= TASK REQUIREMENTS =
Begin at the top of the entries below and write out every line through the one containing "find green tree", excluding pictures.

= RECORDS PROVIDED =

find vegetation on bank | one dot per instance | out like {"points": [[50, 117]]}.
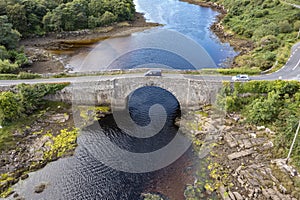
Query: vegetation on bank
{"points": [[270, 24], [26, 18], [24, 100], [275, 104]]}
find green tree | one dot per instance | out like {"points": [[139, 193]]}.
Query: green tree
{"points": [[262, 111], [8, 36], [10, 107], [17, 16], [297, 25], [7, 67], [285, 27], [107, 18]]}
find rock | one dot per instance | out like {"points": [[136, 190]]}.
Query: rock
{"points": [[253, 135], [260, 128], [240, 154], [268, 145], [60, 118], [40, 188], [24, 176], [238, 196], [230, 140], [223, 193]]}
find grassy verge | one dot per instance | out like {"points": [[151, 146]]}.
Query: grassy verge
{"points": [[272, 27], [274, 104]]}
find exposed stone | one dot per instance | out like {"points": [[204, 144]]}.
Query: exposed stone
{"points": [[40, 188], [223, 193], [230, 140], [238, 196], [240, 154], [231, 195], [260, 128]]}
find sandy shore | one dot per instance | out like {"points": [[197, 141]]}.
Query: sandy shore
{"points": [[40, 49]]}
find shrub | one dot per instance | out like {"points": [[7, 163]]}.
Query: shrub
{"points": [[10, 107], [26, 75], [285, 27], [7, 67]]}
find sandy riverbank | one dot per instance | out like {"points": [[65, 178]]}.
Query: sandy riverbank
{"points": [[40, 49]]}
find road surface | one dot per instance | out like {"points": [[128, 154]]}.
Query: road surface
{"points": [[290, 71]]}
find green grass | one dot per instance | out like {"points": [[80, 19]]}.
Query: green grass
{"points": [[8, 140], [269, 24]]}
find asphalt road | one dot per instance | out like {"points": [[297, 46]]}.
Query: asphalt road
{"points": [[290, 71]]}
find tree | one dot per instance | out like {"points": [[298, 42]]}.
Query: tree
{"points": [[10, 107], [285, 27], [7, 67], [107, 18], [297, 25], [8, 36], [17, 16]]}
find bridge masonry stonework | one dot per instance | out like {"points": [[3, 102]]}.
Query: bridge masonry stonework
{"points": [[190, 93]]}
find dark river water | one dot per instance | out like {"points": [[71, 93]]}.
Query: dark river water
{"points": [[185, 36], [98, 170]]}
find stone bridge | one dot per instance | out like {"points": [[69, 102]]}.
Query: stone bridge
{"points": [[190, 93]]}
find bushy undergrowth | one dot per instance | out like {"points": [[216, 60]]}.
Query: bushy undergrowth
{"points": [[24, 100], [272, 103], [272, 25]]}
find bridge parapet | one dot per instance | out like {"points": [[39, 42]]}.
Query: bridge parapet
{"points": [[190, 93]]}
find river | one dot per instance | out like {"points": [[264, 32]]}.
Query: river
{"points": [[93, 172], [183, 25]]}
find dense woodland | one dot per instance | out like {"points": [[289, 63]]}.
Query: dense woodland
{"points": [[25, 18], [272, 25]]}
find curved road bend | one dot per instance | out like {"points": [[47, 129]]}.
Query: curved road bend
{"points": [[290, 71]]}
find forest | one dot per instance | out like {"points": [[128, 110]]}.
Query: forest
{"points": [[29, 18], [272, 26]]}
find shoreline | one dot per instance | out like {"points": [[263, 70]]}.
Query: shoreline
{"points": [[44, 52], [243, 46]]}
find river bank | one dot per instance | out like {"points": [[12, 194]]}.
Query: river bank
{"points": [[46, 136], [44, 52], [243, 46], [237, 162]]}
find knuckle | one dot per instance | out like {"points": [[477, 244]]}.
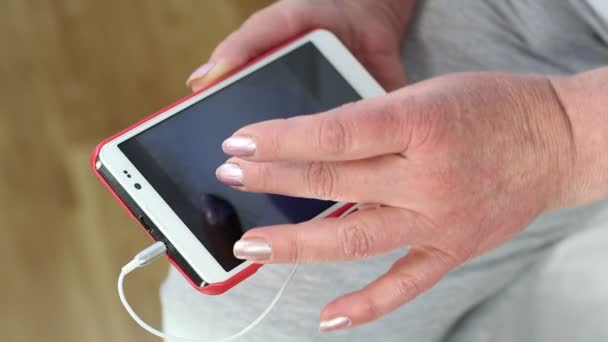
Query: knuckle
{"points": [[406, 286], [320, 180], [333, 137], [261, 179], [356, 240], [294, 249]]}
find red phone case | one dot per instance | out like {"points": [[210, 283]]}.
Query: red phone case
{"points": [[213, 288]]}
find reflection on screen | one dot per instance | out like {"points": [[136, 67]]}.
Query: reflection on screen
{"points": [[179, 155]]}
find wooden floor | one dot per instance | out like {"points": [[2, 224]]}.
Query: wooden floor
{"points": [[71, 73]]}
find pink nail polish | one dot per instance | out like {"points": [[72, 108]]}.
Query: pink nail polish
{"points": [[230, 174], [336, 323], [255, 249], [200, 72], [239, 146]]}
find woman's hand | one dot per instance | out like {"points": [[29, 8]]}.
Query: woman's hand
{"points": [[371, 29], [460, 163]]}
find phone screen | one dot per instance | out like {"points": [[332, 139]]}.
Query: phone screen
{"points": [[179, 155]]}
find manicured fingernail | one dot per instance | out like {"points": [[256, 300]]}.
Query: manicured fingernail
{"points": [[200, 72], [239, 146], [230, 174], [335, 324], [255, 249]]}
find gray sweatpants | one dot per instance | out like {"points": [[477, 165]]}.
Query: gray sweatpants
{"points": [[487, 299]]}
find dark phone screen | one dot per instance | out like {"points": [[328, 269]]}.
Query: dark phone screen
{"points": [[178, 156]]}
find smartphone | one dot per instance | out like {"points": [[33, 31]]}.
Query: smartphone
{"points": [[162, 169]]}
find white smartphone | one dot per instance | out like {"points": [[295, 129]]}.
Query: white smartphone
{"points": [[162, 169]]}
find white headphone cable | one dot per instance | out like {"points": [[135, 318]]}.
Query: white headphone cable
{"points": [[152, 253]]}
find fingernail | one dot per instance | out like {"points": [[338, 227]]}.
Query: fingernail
{"points": [[239, 146], [252, 249], [334, 324], [230, 174], [200, 72]]}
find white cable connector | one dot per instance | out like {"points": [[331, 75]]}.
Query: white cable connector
{"points": [[152, 253]]}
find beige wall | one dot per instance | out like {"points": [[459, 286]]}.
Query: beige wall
{"points": [[71, 73]]}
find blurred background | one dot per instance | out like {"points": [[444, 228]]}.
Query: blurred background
{"points": [[73, 72]]}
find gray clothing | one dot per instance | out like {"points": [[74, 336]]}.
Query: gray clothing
{"points": [[484, 300]]}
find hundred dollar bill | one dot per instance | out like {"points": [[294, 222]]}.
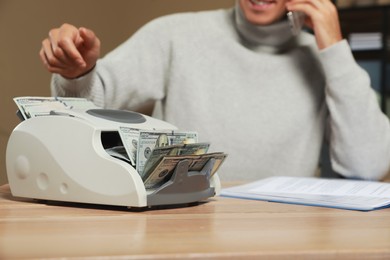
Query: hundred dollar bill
{"points": [[179, 150], [149, 140], [167, 165], [164, 170], [41, 106], [199, 164]]}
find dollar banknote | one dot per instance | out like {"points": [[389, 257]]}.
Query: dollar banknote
{"points": [[150, 140], [178, 150], [197, 163], [30, 107]]}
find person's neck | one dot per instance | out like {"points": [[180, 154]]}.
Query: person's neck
{"points": [[275, 37]]}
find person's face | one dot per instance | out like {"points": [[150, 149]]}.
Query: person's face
{"points": [[263, 12]]}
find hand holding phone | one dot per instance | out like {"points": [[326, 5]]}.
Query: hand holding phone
{"points": [[296, 20]]}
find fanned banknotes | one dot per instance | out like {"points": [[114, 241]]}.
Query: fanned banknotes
{"points": [[166, 165]]}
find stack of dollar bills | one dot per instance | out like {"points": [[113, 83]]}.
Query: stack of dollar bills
{"points": [[155, 154]]}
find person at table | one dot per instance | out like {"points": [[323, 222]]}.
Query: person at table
{"points": [[240, 78]]}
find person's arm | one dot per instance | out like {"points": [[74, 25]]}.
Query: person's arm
{"points": [[359, 131], [129, 77]]}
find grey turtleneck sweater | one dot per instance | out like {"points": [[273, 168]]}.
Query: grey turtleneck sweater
{"points": [[260, 94]]}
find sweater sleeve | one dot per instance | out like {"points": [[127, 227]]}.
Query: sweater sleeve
{"points": [[128, 77], [359, 132]]}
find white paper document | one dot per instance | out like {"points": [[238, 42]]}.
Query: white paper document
{"points": [[335, 193]]}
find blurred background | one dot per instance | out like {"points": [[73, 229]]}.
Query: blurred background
{"points": [[24, 24]]}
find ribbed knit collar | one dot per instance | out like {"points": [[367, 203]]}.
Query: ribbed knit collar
{"points": [[275, 37]]}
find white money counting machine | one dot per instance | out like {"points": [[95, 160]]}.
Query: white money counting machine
{"points": [[63, 157]]}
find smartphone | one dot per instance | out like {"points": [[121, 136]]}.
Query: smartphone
{"points": [[296, 20]]}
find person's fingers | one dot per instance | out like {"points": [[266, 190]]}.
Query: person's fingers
{"points": [[64, 44], [89, 38]]}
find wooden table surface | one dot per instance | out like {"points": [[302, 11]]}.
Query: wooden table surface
{"points": [[219, 228]]}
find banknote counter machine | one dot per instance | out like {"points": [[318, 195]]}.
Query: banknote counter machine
{"points": [[63, 157]]}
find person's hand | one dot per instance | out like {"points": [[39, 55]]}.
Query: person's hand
{"points": [[321, 17], [69, 51]]}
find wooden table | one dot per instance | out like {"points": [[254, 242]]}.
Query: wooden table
{"points": [[218, 228]]}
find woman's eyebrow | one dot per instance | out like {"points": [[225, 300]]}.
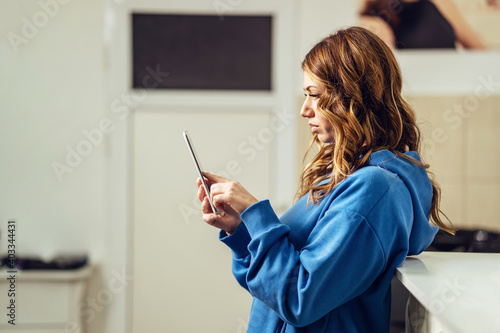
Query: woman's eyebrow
{"points": [[308, 88]]}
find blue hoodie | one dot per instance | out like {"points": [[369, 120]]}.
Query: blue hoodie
{"points": [[328, 267]]}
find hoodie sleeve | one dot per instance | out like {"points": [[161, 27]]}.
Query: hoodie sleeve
{"points": [[341, 259]]}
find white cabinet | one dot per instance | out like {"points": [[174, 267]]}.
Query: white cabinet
{"points": [[45, 300]]}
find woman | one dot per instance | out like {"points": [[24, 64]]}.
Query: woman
{"points": [[421, 24], [365, 201]]}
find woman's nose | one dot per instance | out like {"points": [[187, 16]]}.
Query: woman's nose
{"points": [[306, 111]]}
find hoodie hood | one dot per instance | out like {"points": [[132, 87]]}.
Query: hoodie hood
{"points": [[417, 181]]}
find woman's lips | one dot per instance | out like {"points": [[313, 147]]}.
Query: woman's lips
{"points": [[314, 128]]}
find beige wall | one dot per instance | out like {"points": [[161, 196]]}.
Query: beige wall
{"points": [[462, 144]]}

= REPLY TO THE EXERCISE =
find vegetation on bank | one dot per instance | out like {"points": [[50, 117]]}.
Query: vegetation on bank
{"points": [[270, 24], [26, 18], [24, 100], [275, 104]]}
find green tree | one dot per instance | out like {"points": [[139, 193]]}.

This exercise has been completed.